## Recorded data
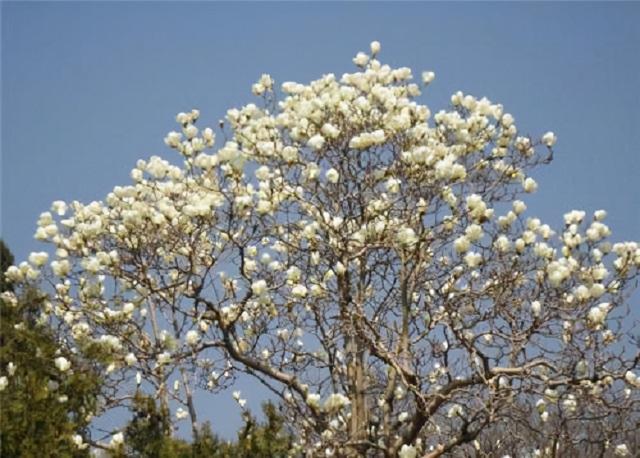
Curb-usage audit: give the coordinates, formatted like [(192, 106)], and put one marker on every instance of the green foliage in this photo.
[(147, 436), (40, 408)]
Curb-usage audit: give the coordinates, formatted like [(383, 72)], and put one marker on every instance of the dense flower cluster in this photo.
[(343, 229)]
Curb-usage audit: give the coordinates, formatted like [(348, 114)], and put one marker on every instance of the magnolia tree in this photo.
[(367, 261)]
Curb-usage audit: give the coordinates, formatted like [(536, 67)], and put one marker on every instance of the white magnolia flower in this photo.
[(536, 308), (407, 451), (529, 185), (192, 337), (316, 142), (62, 363), (361, 59), (259, 287), (332, 175), (78, 441), (461, 244), (393, 185), (117, 440)]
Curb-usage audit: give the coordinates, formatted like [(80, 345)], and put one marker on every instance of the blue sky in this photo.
[(89, 88)]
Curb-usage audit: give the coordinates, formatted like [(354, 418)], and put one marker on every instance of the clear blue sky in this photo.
[(89, 88)]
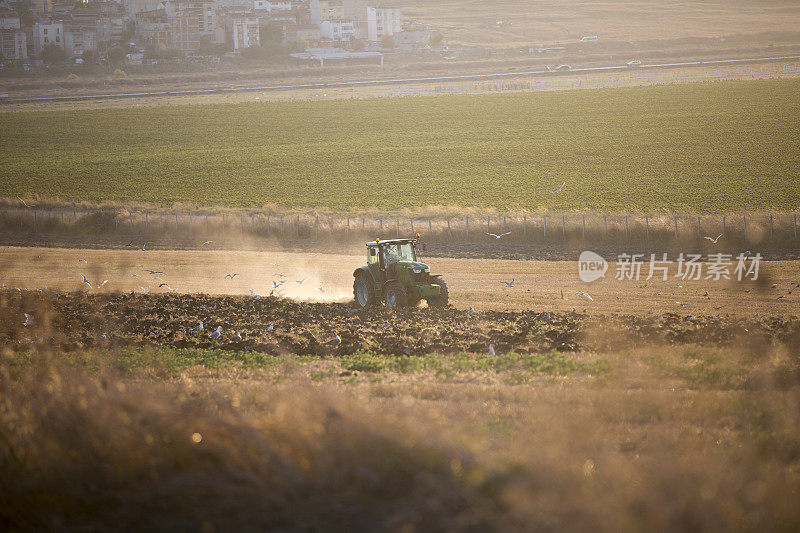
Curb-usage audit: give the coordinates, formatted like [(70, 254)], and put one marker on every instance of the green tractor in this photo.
[(394, 276)]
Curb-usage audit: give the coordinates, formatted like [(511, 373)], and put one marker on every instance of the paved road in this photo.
[(383, 81)]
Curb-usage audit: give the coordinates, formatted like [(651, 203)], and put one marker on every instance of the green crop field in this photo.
[(707, 147)]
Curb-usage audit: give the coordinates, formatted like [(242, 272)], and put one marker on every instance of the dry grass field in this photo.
[(538, 285), (522, 22)]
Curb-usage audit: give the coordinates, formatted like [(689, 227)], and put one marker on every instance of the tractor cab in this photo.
[(395, 276)]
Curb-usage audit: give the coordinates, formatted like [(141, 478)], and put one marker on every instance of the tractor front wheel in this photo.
[(363, 291), (444, 296), (395, 295)]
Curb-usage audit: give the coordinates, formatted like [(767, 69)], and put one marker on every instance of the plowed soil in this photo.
[(72, 320)]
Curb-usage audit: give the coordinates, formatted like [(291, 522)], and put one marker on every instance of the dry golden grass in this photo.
[(478, 282)]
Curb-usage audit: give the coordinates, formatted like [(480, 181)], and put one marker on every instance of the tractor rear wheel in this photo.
[(363, 291), (444, 296), (395, 295)]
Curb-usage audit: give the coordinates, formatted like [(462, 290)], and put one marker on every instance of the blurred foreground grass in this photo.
[(665, 438)]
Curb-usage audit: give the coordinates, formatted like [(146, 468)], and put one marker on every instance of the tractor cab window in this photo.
[(392, 253)]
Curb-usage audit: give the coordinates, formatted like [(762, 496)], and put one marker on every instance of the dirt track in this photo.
[(72, 320)]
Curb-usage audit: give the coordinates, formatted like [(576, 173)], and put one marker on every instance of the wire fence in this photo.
[(774, 228), (573, 80)]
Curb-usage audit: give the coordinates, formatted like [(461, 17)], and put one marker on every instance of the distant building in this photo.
[(13, 45), (45, 33), (79, 38), (383, 21), (243, 32)]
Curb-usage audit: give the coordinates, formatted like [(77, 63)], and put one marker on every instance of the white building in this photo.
[(244, 32), (383, 21), (13, 45), (78, 38), (337, 30), (271, 6)]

## Requirement
Write out every line, unchanged, from the one containing "distant building in this photo." through the closing line of the data.

## Completed task
Curb-usage audit: give the coordinates, formatted like [(461, 17)], and put one marker on every instance of the distant building in this photo.
[(13, 45), (45, 33), (79, 38), (383, 21), (243, 32)]
Curb-usage audit: give the coordinates, formatted like [(77, 63)], and put one marker on every instance of the white building in this photo.
[(244, 32), (383, 21), (13, 45), (78, 38), (337, 30), (271, 6)]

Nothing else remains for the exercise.